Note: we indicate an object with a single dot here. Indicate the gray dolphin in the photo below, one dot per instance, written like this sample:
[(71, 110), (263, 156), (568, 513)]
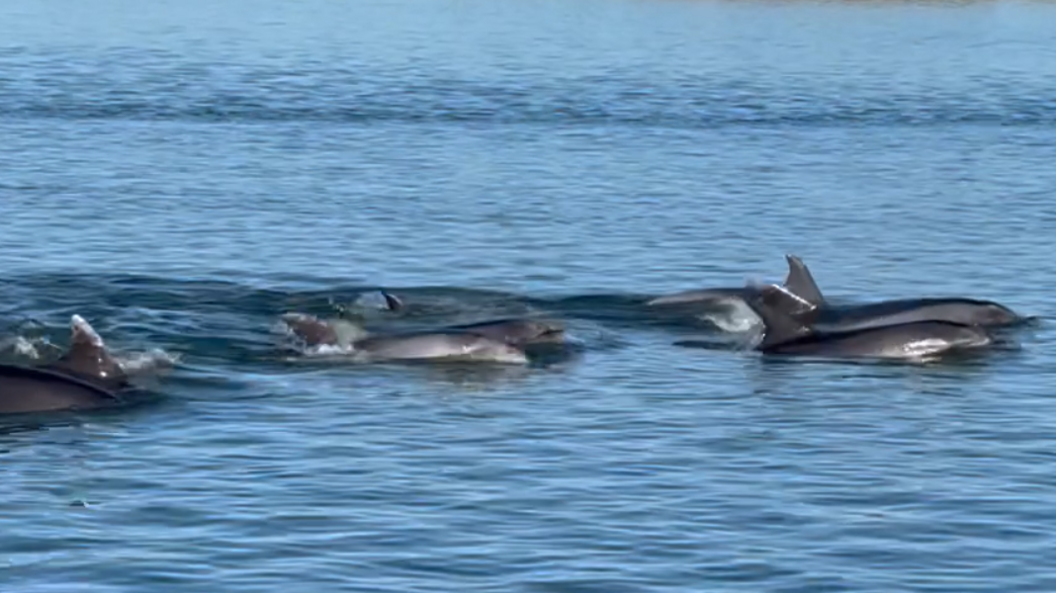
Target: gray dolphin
[(86, 377), (516, 331), (439, 345), (825, 317), (922, 340), (797, 280)]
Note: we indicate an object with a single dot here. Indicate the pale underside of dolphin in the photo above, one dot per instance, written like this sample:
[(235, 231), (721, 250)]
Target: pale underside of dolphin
[(343, 338), (825, 317), (86, 377), (921, 340)]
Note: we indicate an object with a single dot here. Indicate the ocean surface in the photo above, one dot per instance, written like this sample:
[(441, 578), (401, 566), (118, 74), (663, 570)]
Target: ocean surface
[(182, 173)]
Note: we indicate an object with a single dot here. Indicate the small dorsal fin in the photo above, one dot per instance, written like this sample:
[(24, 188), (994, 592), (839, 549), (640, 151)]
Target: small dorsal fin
[(800, 282), (393, 302), (309, 328), (779, 310), (88, 355)]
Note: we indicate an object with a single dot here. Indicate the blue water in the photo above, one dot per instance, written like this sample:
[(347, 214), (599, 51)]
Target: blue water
[(181, 174)]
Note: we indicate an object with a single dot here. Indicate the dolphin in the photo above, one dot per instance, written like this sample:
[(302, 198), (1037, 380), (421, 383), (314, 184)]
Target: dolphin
[(86, 377), (824, 317), (444, 344), (922, 340), (516, 331), (798, 281)]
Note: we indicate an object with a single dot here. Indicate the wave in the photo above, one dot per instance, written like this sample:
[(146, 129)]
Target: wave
[(168, 92)]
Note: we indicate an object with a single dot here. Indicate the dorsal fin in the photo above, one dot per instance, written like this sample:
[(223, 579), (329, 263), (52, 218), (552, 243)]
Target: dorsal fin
[(779, 310), (88, 356), (800, 282), (392, 302), (309, 328)]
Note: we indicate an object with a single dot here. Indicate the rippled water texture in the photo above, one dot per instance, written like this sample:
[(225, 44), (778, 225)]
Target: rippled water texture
[(181, 174)]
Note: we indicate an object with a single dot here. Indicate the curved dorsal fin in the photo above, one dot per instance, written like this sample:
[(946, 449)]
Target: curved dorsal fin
[(309, 328), (88, 356), (779, 311), (800, 282)]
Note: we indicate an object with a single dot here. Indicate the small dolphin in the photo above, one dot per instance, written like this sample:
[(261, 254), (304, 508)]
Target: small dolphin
[(445, 344), (922, 340), (798, 281), (86, 377), (829, 318)]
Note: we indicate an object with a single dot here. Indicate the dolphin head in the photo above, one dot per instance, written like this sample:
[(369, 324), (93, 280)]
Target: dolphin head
[(89, 358)]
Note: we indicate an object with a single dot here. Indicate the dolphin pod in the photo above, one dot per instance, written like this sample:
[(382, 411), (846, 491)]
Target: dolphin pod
[(796, 320), (904, 328)]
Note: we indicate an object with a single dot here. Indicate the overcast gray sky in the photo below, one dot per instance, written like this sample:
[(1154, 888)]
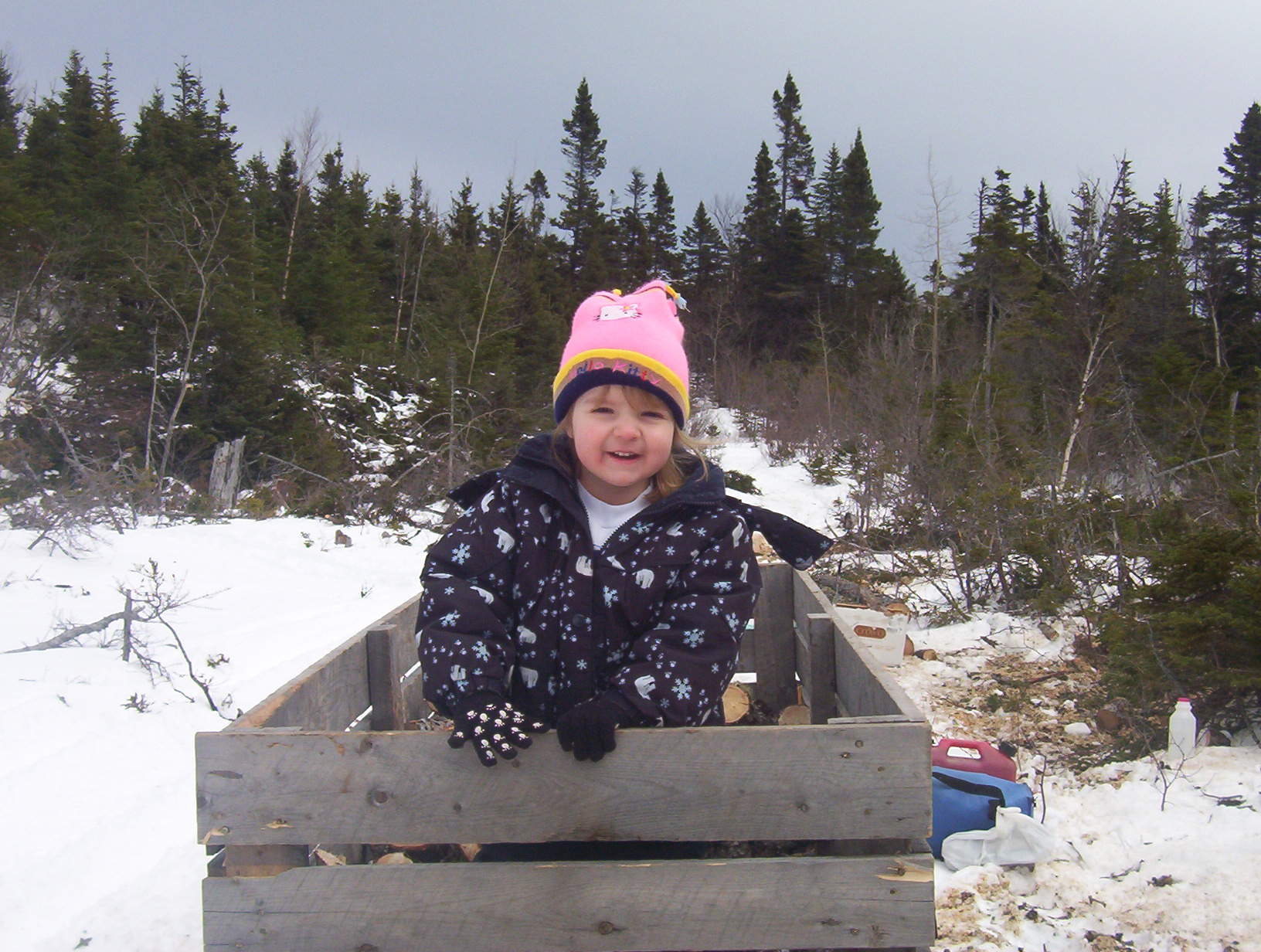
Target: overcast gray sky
[(1049, 91)]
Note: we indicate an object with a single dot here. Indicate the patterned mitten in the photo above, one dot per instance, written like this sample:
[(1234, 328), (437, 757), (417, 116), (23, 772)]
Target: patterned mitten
[(588, 729), (493, 726)]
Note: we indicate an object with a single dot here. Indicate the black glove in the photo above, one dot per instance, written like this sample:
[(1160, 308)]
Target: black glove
[(588, 729), (493, 726)]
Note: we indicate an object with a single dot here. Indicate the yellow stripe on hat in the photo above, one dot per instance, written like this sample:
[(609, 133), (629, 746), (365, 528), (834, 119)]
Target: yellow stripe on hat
[(668, 376)]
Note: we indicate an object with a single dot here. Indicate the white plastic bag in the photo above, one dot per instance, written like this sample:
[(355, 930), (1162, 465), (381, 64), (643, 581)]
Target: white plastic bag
[(1015, 840)]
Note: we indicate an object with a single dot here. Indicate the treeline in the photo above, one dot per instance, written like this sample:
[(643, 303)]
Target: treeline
[(1069, 397), (193, 291)]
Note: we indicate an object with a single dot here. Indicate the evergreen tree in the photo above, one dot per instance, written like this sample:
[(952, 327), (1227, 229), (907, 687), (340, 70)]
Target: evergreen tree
[(583, 212), (17, 212), (464, 219), (634, 233), (75, 155), (704, 255), (796, 159), (661, 230), (1237, 209), (760, 226), (538, 191), (826, 211)]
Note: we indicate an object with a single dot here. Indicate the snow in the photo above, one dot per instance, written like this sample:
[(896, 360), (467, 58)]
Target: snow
[(105, 844), (100, 796)]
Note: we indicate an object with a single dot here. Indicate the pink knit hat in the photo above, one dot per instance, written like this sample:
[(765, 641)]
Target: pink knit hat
[(636, 339)]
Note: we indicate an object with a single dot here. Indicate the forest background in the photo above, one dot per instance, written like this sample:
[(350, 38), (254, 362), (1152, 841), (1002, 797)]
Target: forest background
[(1067, 413)]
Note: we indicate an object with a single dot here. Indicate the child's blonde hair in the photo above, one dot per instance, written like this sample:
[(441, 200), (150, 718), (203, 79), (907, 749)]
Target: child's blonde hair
[(684, 455)]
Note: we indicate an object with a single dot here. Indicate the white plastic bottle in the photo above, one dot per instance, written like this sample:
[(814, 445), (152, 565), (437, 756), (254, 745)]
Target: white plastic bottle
[(1182, 730)]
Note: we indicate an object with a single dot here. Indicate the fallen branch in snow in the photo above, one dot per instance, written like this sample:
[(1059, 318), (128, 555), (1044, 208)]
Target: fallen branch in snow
[(72, 633), (1029, 682)]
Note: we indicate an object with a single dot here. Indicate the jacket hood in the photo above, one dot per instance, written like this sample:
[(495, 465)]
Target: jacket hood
[(536, 465)]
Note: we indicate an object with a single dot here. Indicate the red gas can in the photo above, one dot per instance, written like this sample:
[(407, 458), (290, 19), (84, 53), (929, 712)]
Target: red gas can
[(974, 756)]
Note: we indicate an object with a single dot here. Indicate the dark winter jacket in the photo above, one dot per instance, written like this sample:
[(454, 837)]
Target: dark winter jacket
[(520, 602)]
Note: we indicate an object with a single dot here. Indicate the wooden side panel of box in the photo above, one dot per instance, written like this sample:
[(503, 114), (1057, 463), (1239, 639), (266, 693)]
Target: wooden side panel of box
[(516, 907), (822, 782)]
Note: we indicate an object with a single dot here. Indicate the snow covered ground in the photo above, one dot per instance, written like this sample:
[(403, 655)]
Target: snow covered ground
[(101, 852)]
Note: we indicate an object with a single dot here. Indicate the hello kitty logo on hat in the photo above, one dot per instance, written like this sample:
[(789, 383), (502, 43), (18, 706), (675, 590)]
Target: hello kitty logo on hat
[(614, 311), (632, 339)]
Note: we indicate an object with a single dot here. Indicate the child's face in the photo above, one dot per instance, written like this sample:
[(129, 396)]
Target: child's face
[(622, 438)]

◆ ◆ ◆

» Task to complete: Format all of the data above as a JSON list of strings, one string per line, with blank lines and the picture markers left out.

» Worked solution:
[
  "Note: we indicate an object with a single dot here. Indicate the gray dolphin in the photo below, one dot per instance, written like this sample:",
  "[(71, 110), (263, 156), (568, 513)]",
  "Target: gray dolphin",
  "[(86, 377), (516, 331), (439, 345), (825, 317), (922, 340), (797, 280)]",
  "Note: we indicate an object with a single dot here. Indicate the pale underside of dolphin in the photo above, one dot per instance, written like this sample:",
  "[(235, 231), (721, 250)]",
  "Target: pale underside of dolphin",
  "[(343, 338), (825, 317), (86, 377), (921, 340)]",
  "Note: we indicate an object with a single dot here. Indicate the ocean surface in the photo above, one dot per instance, written like this sample:",
  "[(441, 578), (401, 566), (118, 74), (663, 570)]",
  "Target: ocean surface",
  "[(182, 173)]",
  "Note: we indicate an object with a single dot here. Indicate the small dorsal fin in the photo above, one dot per instance, written like this sample:",
  "[(24, 188), (994, 592), (839, 549), (640, 151)]",
  "Target: small dorsal fin",
  "[(800, 282), (393, 302), (309, 328), (779, 310), (88, 355)]",
  "Note: we indicate an object with a single dot here. Indicate the blue water in the photo above, one dot per instance, written like this sample:",
  "[(347, 214), (599, 51)]",
  "Target: blue water",
  "[(181, 174)]",
  "Note: we indicate an object with a single dot here. Indicate the dolphin in the photo above, one dot per instance, written like this sample:",
  "[(302, 198), (1037, 380), (421, 383), (314, 184)]",
  "Target: dolphin",
  "[(86, 377), (824, 317), (444, 344), (922, 340), (516, 331), (798, 281)]",
  "Note: we indicate an object with a single dot here. Indicate the wave in the photo above, one dot per instance, written like this sample:",
  "[(146, 129)]",
  "Target: wave",
  "[(168, 92)]",
  "Note: we indicate an object with a single dot here. Indicate the dorsal fin in the photo above, one dot per instance, written like this sample:",
  "[(223, 579), (329, 263), (52, 218), (552, 243)]",
  "Target: dorsal fin",
  "[(779, 310), (88, 356), (800, 282), (392, 302), (309, 328)]",
  "Note: we indicate an object with a single dot here. Indicate the rippled water texture in the photo above, one dot per instance, written like this sample:",
  "[(225, 44), (778, 225)]",
  "Target: rippled water texture",
  "[(181, 174)]",
  "Note: we indicate an object with a single dot here. Indicate the curved dorsal fin in the photo above, one dot per instance, written like this sample:",
  "[(946, 449)]",
  "Target: curved dorsal fin",
  "[(309, 328), (88, 356), (779, 311), (800, 282)]",
  "Note: we indicate an object with a single dot here. Indicate the small dolphin in the photo above, one dot per instance, written like this sample:",
  "[(261, 254), (304, 508)]",
  "Target: small dolphin",
  "[(445, 344), (922, 340), (798, 281), (86, 377), (829, 318)]",
  "Note: we indicate an object with a single dot here. Indicate the dolphin head in the photo above, one dot per instance, written like this sample:",
  "[(369, 324), (93, 280)]",
  "Target: dolphin head",
  "[(89, 358)]",
  "Note: we indicate an object with a single dot here. Indicate the dolphin pod in the photo above, one dot per instance, written like this sample:",
  "[(382, 411), (846, 491)]",
  "Target: dolphin pod",
  "[(796, 320), (904, 328)]",
  "Note: we indicate an object with a single dot here. Indicate the overcast gray sky in the photo below, one dot per instance, written like this sample:",
  "[(1154, 888)]",
  "Target: overcast gray sky",
  "[(1049, 91)]",
  "Note: we indicate an object with a single dot here. Indicate the patterned mitten in the photo above, one dot per instance, written like this sample:",
  "[(1234, 328), (437, 757), (417, 116), (23, 772)]",
  "Target: patterned mitten",
  "[(588, 729), (493, 726)]",
  "Note: we indicate an object with a single dot here. Indicate the black glove in the photo above, one dot per instance, written like this sample:",
  "[(1160, 308)]",
  "Target: black glove",
  "[(588, 729), (493, 726)]",
  "Note: we indicate an object with a single dot here. Indicate the yellow stripe on hat in the photo above, one dot per instance, written like this sample:",
  "[(609, 133), (629, 746), (365, 528), (834, 119)]",
  "Target: yellow stripe on hat",
  "[(668, 376)]",
  "Note: we indicate an object with a single dot here. Indicate the white plastic bag in the photo above, one dot per instance, written like this sample:",
  "[(355, 930), (1162, 465), (381, 64), (643, 581)]",
  "Target: white plastic bag",
  "[(1015, 840)]",
  "Note: we indicate an object with a single dot here. Indicate the treeline in the photo above, one dot per instance, written like this sample:",
  "[(643, 303)]",
  "Target: treeline",
  "[(1069, 397), (193, 291)]",
  "Note: we indicate an object with a single dot here. Indicate the evergreen tree in the photo above, one dot per instance, written like this sample:",
  "[(952, 327), (1227, 229), (907, 687), (340, 70)]",
  "Target: evergreen tree",
  "[(583, 212), (17, 212), (464, 219), (634, 233), (75, 155), (704, 255), (796, 159), (661, 230), (1237, 209), (760, 226), (538, 191), (826, 211)]",
  "Note: we indicate an object with a single dot here. Indicate the snow in the photo above, one dot per instance, written like this sample:",
  "[(896, 360), (467, 58)]",
  "Target: snow",
  "[(105, 844), (100, 796)]",
  "Note: we indicate an object with a single dot here. Indicate the pink knit hat in the photo above, one dot per instance, written like this sample:",
  "[(765, 641)]",
  "Target: pink knit hat",
  "[(636, 339)]",
  "Note: we indicate an object with a single dot here. Indicate the forest background in the photo above, one dot per instance, written like this sample:",
  "[(350, 38), (254, 362), (1152, 841), (1002, 797)]",
  "Target: forest background",
  "[(1067, 413)]",
  "Note: we indicate an object with a single dot here. Indicate the child's blonde hair in the photo above, one dot per instance, written like this sample:",
  "[(441, 200), (150, 718), (203, 79), (907, 749)]",
  "Target: child's blonde hair",
  "[(684, 455)]",
  "Note: we indicate an object with a single dot here. Indicate the white plastic bottle in the photo above, one dot per instance, written like this sample:",
  "[(814, 445), (152, 565), (437, 756), (254, 745)]",
  "Target: white plastic bottle",
  "[(1182, 730)]",
  "Note: we indicate an object with a single dot here. Indicate the fallen branch in snow in the photo above, one dot per instance, written like this sample:",
  "[(1059, 318), (128, 555), (1044, 208)]",
  "Target: fallen branch in snow",
  "[(72, 633), (1029, 682)]",
  "Note: we indicate an object with a single dot here. Indicate the jacket hood in the photo above, one dot per instance, written like this sample:",
  "[(495, 465)]",
  "Target: jacket hood",
  "[(536, 465)]",
  "Note: we indicate an object with a single dot here. Indicate the red gas can in the photo above, one dot per instance, written like this sample:",
  "[(407, 458), (290, 19), (84, 53), (929, 712)]",
  "Target: red gas can",
  "[(974, 756)]",
  "Note: we indicate an object with a single dot here. Indicate the dark winter jacket in the photo above, one dot per instance, written like this sample:",
  "[(454, 837)]",
  "Target: dark winter jacket",
  "[(520, 602)]",
  "Note: we indicate an object with a single dot here. Indicate the wooden side panel of box in the photo above, one dot per instance, written like this sample:",
  "[(503, 114), (1057, 463), (1239, 639), (266, 693)]",
  "Target: wooden side panel of box",
  "[(516, 907), (822, 782)]",
  "Note: we indicate an object with a single dot here. Indicate the snow covered ground in the photo above, one dot per instance, written like this sample:",
  "[(403, 655)]",
  "Target: snow covered ground",
  "[(101, 852)]",
  "Note: we indicate an object with a single dot here. Indicate the hello kitty logo on hat in the photo above, one dot per instance, written like this sample:",
  "[(789, 383), (502, 43), (18, 706), (675, 590)]",
  "Target: hello kitty logo on hat",
  "[(614, 311), (632, 339)]",
  "Note: we indicate an object with a single dot here. Indicate the child's face in the photo above, one dot per instance, written like this sample:",
  "[(129, 396)]",
  "Target: child's face",
  "[(622, 438)]"
]